YOUR INSTRUCTIONS: Rewrite the passage of the transcript below that begins with "Right, yeah, because" and ends with "Andy Crestodina (15:29.689)", changing "lowest common denominator" to "most generic".

GIVEN TEXT:
==*==

Andy Crestodina (15:08.59)
That's right.
Andy Crestodina (15:12.783)
Right, yeah, because that's what they...
Tom Rudnai (15:17.233)
It was the lowest common denominator content that won out for a bit there and I know the SEO algorithms have gotten more intelligent since but it should be a very good time to be a content marketer because your skills can shine through more.
Andy Crestodina (15:29.689)
Yeah, think content marketers publish a lot of insights and best practices and how-tos, and I'm one of them. And I love that, and I will always do that. But if your job now is to train the AI to be a sales rep for your brand, then it's partly a twist on content marketing. I think we all still need to make conversion-focused pages.
and put those on the web that have detailed examples of options and outcomes and specific applications and who got what value from your company. And if you have 50 of those and your competitor has one of those, you probably have an advantage in AI because you've simply told more stories about what you do for who and what happened. That's, that's not classic content marketing. The content marketers should skew toward like case studies and evidence and, and
internal linking to service pages and case studies. I think that the content marketer has a natural advantage though in a slightly higher up the funnel because good content marketers have networks that open access to other publications and AI is training on more than just your website. So the best content marketer is right for other websites. If you inject
good vibes about your brand onto that trade association site or that directory site or Content marketers are listening. They know content marketers have access to sort of like influencer or influencer marketing's product content That's going to become more important in the future that circumvents AI. You can get word of mouth. You know, you just become People just think of you because you have a better reputation. So content marketing actually I think grows in importance influencer marketing PR grow in importance, but
the conversion optimizers and the SEOs need to get together and make a baby and start building out pages that train the AI to be a better sales rep.
Tom Rudnai (17:26.933)
Yeah, well, and that was the other, you kind of brought it back to the other question that I had in my mind there, which was you talked about this train the AI to be your sales rep. You've also talked a little bit about the delineation between marketing and sales, right? The marketing funnel has got bigger. The sales funnel has gone shorter.
I guess I would, I would, would dispute that slightly. And I actually think the two have become very much intertwined to the point that that handoff is very, is a benign distinction to make and not, not that helpful. I guess, how do you think about if we zoom out from just marketing to revenue or go to market, how do you think about that handoff? And if I can ask you to look in your crystal ball a little bit, how do you think it's going to evolve as all of this starts to filter through a bit more?
Andy Crestodina (18:07.939)
I love this question. I don't know if I've been asked this before, but I've been thinking about it a lot. So from this direction, from the prospect's direction, the internet in general and AI specifically make it much easier to research your decision prior to landing on a website or talking to a rep. So you're in, so you can go, you're just a much more informed, educated buyer. And then from this direction, AI actually creates opportunities for sales reps to help find those ideal clients through AI.
So there are tools where you can give it a giant list of companies and then it will enhance the data narrowing down by saying, for example, first score them or disqualify the ones that are not in my geography, score them or disqualify the ones that are not in my revenue range. Give these industries, these criteria, people that have had recent investment.

==*==

AVAILABLE DATA:
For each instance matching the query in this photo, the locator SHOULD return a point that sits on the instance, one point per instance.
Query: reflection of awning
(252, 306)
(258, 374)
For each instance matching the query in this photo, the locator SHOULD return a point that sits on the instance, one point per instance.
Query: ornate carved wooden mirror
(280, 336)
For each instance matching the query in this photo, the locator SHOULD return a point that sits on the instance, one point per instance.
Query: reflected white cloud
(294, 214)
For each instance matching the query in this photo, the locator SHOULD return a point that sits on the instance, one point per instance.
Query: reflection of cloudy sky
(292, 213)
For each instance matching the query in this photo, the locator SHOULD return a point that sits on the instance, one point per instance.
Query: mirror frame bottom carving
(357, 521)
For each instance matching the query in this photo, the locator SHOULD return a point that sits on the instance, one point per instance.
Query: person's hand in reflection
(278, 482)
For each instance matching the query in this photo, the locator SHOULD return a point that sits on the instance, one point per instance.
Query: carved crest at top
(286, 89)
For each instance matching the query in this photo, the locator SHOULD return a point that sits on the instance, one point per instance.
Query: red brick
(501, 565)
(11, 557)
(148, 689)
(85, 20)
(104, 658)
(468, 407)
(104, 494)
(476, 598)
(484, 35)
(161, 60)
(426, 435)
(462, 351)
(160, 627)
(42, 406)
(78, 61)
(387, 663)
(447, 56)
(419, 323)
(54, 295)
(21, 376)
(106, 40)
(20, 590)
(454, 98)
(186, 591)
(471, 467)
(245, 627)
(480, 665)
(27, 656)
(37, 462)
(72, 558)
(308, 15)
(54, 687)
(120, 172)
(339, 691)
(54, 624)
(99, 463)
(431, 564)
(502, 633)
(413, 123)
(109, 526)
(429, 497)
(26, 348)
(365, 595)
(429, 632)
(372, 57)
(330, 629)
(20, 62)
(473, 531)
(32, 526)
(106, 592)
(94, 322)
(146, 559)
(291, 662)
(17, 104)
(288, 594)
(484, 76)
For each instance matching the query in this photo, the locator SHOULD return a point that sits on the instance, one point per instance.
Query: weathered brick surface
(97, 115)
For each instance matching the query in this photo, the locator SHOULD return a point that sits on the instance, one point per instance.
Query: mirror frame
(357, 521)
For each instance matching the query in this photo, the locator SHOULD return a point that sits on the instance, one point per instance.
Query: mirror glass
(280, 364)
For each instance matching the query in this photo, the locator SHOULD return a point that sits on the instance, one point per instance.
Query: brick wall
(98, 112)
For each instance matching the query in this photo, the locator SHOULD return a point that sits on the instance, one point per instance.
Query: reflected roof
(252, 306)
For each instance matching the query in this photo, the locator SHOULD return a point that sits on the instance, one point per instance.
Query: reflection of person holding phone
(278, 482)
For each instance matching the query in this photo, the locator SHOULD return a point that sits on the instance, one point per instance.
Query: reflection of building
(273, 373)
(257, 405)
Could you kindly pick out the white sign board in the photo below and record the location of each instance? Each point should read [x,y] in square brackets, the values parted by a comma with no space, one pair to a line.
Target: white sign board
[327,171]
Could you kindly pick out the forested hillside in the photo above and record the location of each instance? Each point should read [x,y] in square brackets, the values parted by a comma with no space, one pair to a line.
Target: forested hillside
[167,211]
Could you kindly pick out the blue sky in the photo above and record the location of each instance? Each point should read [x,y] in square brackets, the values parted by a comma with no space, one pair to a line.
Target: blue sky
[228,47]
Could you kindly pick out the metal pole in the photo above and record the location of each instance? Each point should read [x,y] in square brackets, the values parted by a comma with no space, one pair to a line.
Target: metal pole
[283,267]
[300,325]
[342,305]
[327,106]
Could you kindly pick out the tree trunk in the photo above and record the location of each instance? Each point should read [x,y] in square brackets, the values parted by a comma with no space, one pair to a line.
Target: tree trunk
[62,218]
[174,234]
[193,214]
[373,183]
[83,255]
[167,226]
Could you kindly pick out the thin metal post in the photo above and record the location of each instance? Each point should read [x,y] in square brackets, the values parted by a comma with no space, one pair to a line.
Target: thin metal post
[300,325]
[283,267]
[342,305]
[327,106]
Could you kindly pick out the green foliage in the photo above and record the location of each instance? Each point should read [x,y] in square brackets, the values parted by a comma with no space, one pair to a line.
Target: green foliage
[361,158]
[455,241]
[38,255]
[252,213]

==*==

RESULT FOR THIS TASK:
Right, yeah, because that's what they...
Tom Rudnai (15:17.233)
It was the most generic content that won out for a bit there and I know the SEO algorithms have gotten more intelligent since but it should be a very good time to be a content marketer because your skills can shine through more.
Andy Crestodina (15:29.689)